[Image point grounding data]
BEGIN
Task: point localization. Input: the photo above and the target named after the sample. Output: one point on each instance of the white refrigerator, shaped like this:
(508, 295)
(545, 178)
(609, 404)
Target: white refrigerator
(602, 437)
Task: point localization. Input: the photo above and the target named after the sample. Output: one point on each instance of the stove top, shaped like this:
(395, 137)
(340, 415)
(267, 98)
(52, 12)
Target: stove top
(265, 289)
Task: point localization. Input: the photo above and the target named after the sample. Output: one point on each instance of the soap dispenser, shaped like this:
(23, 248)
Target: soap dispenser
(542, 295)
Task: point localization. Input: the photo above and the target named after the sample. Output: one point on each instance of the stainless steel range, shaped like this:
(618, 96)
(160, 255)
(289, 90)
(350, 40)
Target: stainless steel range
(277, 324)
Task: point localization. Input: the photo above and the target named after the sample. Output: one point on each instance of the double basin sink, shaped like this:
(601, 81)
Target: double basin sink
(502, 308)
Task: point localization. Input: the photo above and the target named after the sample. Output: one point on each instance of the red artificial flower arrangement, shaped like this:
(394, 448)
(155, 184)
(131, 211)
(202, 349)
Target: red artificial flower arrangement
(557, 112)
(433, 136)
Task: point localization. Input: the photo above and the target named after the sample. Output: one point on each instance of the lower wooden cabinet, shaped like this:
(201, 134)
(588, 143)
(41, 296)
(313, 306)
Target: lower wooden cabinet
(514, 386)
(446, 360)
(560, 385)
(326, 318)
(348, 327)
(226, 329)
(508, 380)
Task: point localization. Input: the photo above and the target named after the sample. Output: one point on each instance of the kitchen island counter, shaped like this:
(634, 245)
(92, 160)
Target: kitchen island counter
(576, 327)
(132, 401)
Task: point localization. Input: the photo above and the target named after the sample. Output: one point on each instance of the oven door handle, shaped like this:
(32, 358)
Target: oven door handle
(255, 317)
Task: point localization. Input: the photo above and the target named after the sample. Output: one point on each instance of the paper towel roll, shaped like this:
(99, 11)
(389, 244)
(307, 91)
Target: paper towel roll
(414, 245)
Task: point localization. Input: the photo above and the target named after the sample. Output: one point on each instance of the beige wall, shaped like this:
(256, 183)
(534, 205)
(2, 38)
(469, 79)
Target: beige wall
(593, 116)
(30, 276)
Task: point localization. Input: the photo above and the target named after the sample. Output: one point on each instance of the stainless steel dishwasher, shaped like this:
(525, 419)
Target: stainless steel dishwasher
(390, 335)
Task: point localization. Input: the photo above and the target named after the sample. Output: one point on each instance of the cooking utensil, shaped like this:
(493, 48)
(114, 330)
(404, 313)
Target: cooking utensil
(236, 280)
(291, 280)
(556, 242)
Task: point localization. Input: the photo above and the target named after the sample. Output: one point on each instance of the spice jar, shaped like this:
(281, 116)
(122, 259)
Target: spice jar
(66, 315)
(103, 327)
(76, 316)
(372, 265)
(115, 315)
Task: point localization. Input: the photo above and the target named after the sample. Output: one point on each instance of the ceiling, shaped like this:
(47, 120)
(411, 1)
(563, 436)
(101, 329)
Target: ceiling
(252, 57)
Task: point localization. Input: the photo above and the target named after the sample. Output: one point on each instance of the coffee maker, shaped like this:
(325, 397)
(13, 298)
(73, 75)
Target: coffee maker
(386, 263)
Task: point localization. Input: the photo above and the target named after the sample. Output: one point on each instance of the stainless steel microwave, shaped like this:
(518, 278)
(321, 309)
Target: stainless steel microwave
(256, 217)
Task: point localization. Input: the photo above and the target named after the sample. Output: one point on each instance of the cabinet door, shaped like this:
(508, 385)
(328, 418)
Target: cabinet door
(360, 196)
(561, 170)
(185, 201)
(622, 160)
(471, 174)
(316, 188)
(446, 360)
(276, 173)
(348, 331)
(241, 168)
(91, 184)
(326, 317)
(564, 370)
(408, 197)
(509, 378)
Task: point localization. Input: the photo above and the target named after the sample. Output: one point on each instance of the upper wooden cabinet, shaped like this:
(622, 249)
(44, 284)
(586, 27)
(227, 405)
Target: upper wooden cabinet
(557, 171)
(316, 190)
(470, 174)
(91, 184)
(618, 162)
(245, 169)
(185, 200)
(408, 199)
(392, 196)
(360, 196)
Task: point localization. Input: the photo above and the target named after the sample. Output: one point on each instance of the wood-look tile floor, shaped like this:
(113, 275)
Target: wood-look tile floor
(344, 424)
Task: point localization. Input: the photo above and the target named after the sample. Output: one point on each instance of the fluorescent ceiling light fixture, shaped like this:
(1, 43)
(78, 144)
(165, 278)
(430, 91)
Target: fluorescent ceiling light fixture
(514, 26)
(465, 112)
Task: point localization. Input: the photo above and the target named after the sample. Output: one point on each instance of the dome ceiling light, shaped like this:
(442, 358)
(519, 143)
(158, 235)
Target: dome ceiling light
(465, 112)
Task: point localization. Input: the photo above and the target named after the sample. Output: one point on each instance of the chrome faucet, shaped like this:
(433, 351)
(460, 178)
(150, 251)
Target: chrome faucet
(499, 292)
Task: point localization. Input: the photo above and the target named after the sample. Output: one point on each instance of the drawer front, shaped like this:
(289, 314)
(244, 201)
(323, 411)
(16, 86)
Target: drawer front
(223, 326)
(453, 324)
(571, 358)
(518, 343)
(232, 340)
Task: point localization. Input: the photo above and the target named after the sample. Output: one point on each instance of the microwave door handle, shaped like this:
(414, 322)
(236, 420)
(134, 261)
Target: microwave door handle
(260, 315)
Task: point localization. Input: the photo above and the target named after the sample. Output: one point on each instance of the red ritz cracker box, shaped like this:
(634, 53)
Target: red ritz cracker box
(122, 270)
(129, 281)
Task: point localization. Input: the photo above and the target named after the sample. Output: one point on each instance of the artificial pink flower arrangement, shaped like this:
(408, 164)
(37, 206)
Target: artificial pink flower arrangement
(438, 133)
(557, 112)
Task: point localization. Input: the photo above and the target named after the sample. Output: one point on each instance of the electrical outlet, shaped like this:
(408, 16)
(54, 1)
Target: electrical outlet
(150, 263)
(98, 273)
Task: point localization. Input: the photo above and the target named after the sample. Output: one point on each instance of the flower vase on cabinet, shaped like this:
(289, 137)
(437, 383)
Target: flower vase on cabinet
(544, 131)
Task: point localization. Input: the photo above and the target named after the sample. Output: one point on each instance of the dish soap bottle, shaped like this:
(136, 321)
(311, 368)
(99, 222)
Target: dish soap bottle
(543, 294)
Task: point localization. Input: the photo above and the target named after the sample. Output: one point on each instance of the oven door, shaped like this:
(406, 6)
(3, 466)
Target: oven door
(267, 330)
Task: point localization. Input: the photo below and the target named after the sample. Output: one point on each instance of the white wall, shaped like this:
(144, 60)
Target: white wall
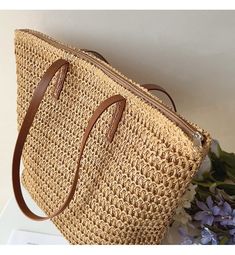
(190, 53)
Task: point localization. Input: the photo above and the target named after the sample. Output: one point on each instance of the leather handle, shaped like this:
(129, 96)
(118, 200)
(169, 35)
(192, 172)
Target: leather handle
(147, 86)
(27, 123)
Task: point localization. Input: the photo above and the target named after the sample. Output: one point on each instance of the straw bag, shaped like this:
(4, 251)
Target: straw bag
(105, 159)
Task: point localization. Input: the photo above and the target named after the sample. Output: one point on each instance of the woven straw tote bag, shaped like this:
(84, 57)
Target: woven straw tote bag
(103, 158)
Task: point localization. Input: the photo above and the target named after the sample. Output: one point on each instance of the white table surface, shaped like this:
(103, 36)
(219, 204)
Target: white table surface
(11, 219)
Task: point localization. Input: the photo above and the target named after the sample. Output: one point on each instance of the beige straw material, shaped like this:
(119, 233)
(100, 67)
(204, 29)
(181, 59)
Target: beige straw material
(128, 189)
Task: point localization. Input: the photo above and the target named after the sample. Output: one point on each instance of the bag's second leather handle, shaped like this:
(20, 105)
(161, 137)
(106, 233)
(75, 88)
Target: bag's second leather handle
(27, 123)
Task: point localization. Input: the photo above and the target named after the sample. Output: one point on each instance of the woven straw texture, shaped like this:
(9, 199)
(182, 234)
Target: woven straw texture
(128, 189)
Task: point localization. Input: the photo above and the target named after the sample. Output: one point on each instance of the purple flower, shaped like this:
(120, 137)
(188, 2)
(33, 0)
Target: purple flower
(226, 215)
(187, 239)
(208, 237)
(232, 233)
(208, 211)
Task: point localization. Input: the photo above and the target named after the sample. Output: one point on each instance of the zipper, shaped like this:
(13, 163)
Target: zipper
(196, 136)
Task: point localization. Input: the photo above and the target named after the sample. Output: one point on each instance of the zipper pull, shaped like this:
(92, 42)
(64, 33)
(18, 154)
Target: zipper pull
(197, 139)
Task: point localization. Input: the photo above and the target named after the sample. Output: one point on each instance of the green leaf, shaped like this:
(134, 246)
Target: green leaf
(230, 173)
(228, 158)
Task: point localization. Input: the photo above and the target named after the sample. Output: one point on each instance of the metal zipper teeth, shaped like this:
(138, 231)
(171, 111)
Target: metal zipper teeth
(191, 131)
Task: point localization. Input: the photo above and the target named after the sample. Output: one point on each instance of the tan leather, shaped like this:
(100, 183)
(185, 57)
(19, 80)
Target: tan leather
(27, 123)
(159, 88)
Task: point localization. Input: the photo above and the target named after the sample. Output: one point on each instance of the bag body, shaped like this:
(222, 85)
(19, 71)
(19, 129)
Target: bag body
(129, 186)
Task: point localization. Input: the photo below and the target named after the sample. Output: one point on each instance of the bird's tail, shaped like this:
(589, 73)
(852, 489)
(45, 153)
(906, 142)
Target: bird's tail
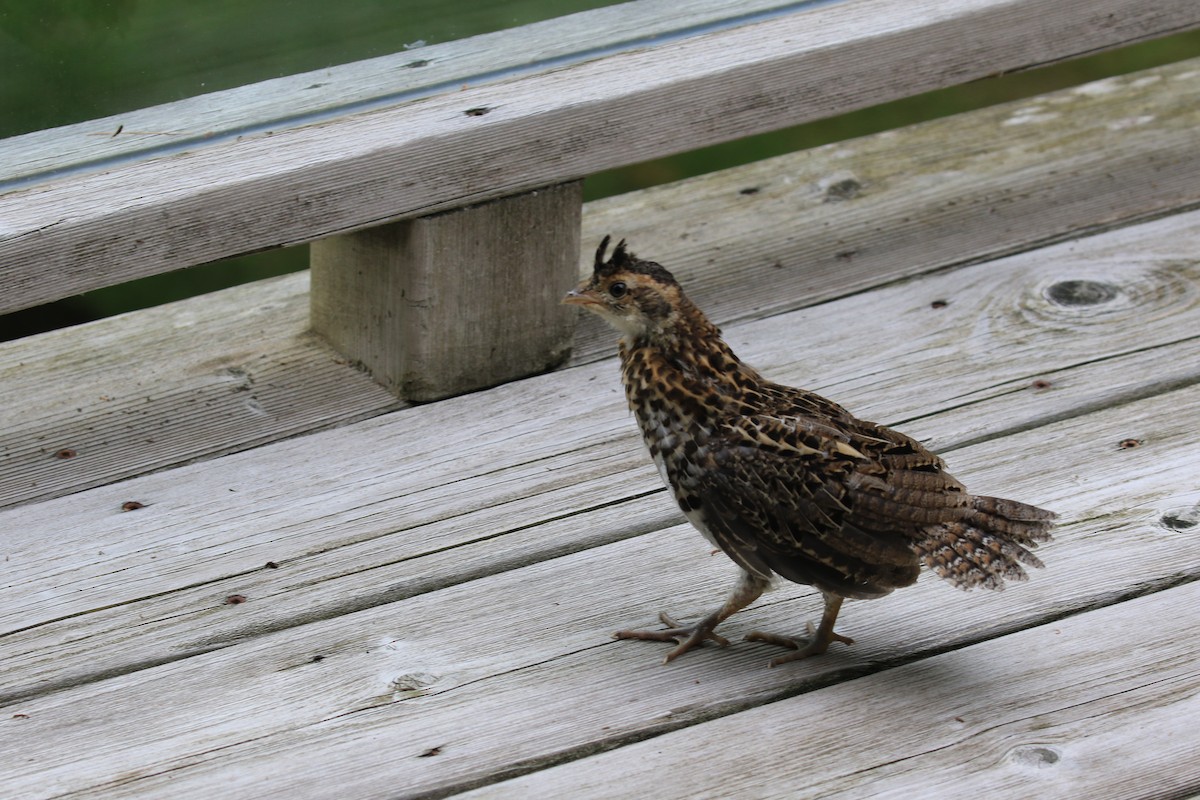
(988, 545)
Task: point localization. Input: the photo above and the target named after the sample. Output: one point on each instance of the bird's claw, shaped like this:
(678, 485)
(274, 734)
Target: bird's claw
(814, 645)
(684, 636)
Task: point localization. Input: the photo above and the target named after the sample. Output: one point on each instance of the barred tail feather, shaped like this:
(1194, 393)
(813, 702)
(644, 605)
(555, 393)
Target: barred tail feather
(989, 545)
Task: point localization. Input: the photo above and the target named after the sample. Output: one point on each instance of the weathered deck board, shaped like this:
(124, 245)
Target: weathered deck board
(515, 669)
(273, 188)
(384, 509)
(243, 373)
(1044, 713)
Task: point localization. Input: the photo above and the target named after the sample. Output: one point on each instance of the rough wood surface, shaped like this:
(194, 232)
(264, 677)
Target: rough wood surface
(419, 603)
(461, 148)
(456, 301)
(382, 493)
(1042, 713)
(381, 82)
(747, 242)
(515, 671)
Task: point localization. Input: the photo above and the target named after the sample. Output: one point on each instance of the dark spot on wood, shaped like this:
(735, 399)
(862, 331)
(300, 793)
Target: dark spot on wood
(844, 190)
(1185, 518)
(1081, 293)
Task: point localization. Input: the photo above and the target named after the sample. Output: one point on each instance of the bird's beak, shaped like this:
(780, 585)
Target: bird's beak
(581, 296)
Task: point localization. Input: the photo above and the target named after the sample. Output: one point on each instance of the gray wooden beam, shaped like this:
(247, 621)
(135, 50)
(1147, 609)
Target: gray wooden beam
(455, 301)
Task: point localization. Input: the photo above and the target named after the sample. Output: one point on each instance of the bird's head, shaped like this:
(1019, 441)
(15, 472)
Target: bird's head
(640, 299)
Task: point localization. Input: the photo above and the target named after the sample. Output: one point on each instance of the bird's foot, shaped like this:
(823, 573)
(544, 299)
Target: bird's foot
(817, 643)
(684, 636)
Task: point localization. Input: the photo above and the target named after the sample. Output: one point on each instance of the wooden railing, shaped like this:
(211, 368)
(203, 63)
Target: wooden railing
(246, 185)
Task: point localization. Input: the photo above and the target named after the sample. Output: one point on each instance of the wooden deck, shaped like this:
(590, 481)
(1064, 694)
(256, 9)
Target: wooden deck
(327, 593)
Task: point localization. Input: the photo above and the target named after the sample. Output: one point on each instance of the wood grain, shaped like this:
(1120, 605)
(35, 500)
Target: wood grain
(382, 82)
(515, 671)
(931, 196)
(1033, 714)
(363, 169)
(455, 301)
(436, 495)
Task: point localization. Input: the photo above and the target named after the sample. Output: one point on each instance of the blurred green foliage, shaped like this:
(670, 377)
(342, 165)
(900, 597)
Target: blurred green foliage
(70, 60)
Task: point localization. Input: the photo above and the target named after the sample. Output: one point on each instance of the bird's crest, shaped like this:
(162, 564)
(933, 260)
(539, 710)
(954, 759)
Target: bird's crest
(623, 259)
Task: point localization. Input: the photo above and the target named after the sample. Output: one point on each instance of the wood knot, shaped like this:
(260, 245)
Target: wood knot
(1038, 756)
(1182, 518)
(1081, 293)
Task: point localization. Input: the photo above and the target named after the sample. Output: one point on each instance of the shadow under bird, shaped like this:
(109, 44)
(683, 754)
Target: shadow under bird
(784, 481)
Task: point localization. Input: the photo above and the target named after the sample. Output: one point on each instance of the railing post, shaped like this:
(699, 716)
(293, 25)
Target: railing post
(454, 301)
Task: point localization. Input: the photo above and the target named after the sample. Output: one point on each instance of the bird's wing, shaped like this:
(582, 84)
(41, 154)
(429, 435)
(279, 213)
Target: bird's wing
(837, 507)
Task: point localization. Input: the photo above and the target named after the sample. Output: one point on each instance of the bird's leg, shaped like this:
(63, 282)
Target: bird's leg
(748, 590)
(819, 641)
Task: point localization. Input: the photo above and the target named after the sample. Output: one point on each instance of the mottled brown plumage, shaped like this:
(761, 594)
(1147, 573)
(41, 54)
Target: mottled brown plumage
(787, 482)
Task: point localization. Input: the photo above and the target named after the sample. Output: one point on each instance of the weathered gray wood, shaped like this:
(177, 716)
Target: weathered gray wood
(438, 494)
(165, 386)
(1098, 705)
(931, 196)
(456, 301)
(802, 228)
(515, 671)
(385, 80)
(495, 140)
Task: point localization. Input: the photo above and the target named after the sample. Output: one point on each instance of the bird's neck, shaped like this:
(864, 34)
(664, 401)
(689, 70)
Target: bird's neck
(685, 366)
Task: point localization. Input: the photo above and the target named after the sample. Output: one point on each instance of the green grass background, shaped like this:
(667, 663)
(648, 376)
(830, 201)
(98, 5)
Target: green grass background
(65, 61)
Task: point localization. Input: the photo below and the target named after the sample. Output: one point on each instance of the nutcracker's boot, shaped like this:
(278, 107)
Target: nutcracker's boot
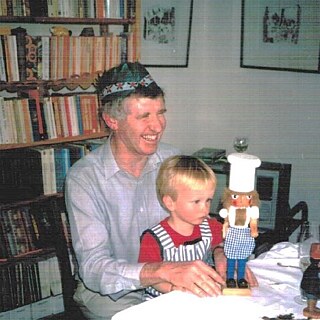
(311, 311)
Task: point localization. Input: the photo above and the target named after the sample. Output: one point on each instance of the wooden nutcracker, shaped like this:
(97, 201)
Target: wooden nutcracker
(240, 212)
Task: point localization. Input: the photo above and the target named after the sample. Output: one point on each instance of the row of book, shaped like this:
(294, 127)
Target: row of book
(37, 310)
(26, 173)
(25, 57)
(27, 282)
(116, 9)
(26, 120)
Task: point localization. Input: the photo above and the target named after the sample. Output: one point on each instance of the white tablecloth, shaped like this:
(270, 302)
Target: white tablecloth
(278, 287)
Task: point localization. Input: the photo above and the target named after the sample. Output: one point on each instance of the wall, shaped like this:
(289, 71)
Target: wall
(213, 100)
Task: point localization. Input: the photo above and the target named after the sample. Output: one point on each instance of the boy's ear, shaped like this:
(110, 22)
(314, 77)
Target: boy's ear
(112, 123)
(168, 202)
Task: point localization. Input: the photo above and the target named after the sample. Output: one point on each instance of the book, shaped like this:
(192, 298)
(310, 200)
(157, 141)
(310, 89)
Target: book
(3, 70)
(34, 94)
(55, 276)
(31, 57)
(10, 44)
(19, 231)
(24, 107)
(19, 120)
(49, 118)
(38, 8)
(62, 165)
(4, 244)
(44, 271)
(44, 58)
(29, 227)
(9, 232)
(57, 116)
(21, 174)
(32, 104)
(210, 154)
(77, 151)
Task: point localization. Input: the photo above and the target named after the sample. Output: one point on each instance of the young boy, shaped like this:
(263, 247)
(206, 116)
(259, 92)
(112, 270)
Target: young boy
(185, 188)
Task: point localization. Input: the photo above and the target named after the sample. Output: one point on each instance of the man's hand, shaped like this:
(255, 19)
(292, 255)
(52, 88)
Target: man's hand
(194, 276)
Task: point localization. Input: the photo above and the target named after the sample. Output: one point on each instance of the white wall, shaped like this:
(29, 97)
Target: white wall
(213, 100)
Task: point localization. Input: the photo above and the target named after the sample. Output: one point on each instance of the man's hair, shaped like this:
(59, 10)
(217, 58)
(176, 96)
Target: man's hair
(187, 170)
(126, 80)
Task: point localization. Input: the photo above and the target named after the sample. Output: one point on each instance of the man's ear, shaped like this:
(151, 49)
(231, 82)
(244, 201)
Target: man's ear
(112, 123)
(168, 202)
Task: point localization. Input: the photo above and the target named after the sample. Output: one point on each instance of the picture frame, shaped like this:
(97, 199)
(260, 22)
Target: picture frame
(165, 32)
(280, 35)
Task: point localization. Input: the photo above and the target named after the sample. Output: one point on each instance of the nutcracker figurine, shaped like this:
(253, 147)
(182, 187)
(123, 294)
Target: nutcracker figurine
(240, 212)
(310, 283)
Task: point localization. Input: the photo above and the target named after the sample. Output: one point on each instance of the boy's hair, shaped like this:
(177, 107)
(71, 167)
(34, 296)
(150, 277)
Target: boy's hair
(122, 81)
(187, 170)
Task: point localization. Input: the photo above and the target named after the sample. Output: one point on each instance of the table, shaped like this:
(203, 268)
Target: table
(279, 279)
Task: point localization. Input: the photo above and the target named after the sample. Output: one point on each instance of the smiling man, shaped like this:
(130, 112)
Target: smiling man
(111, 199)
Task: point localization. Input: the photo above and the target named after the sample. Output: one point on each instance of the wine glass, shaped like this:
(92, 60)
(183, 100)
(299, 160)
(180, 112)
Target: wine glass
(240, 144)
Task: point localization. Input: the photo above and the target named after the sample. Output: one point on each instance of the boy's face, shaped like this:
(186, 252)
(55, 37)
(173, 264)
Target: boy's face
(191, 207)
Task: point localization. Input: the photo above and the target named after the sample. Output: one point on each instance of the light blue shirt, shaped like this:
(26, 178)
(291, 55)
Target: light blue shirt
(108, 211)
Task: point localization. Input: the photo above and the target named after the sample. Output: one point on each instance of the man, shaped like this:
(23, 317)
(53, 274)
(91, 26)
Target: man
(111, 199)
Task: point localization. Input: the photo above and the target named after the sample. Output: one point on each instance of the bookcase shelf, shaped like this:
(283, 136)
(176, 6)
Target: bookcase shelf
(48, 209)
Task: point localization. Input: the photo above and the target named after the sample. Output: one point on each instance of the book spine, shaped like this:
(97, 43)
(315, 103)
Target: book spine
(3, 70)
(20, 34)
(31, 48)
(34, 94)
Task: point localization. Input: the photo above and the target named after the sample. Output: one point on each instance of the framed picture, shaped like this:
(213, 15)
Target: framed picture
(165, 32)
(280, 35)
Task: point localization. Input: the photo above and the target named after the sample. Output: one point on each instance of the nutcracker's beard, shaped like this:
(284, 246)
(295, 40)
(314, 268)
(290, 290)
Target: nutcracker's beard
(240, 217)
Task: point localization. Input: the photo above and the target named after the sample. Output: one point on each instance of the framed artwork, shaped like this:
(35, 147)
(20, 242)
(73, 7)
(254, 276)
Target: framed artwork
(165, 32)
(280, 35)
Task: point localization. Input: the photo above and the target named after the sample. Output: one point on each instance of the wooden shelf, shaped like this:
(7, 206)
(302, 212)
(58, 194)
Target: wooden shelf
(54, 141)
(65, 20)
(83, 81)
(35, 255)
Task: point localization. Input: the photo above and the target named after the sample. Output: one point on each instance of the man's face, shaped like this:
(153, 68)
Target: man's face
(140, 132)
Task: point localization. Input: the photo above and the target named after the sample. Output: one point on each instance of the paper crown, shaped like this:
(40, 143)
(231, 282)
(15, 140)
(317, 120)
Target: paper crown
(242, 171)
(122, 80)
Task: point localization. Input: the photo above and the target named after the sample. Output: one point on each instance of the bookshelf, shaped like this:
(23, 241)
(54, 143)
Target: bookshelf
(48, 107)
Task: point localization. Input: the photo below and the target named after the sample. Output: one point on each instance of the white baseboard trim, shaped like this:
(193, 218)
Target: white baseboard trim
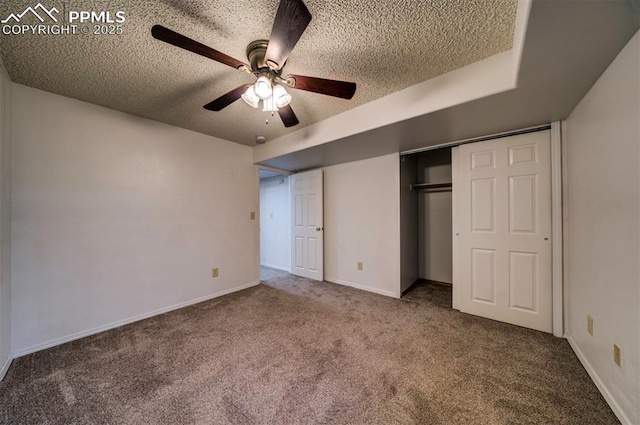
END
* Task prompt *
For the word "baseboard", show every line of the entries that holds it.

* Solved exercise *
Task: point localization. Input: the photo below and the target named after the sample. Output: one point on each instance of the white baseboard trim, shaped like this:
Target: white baseboard trim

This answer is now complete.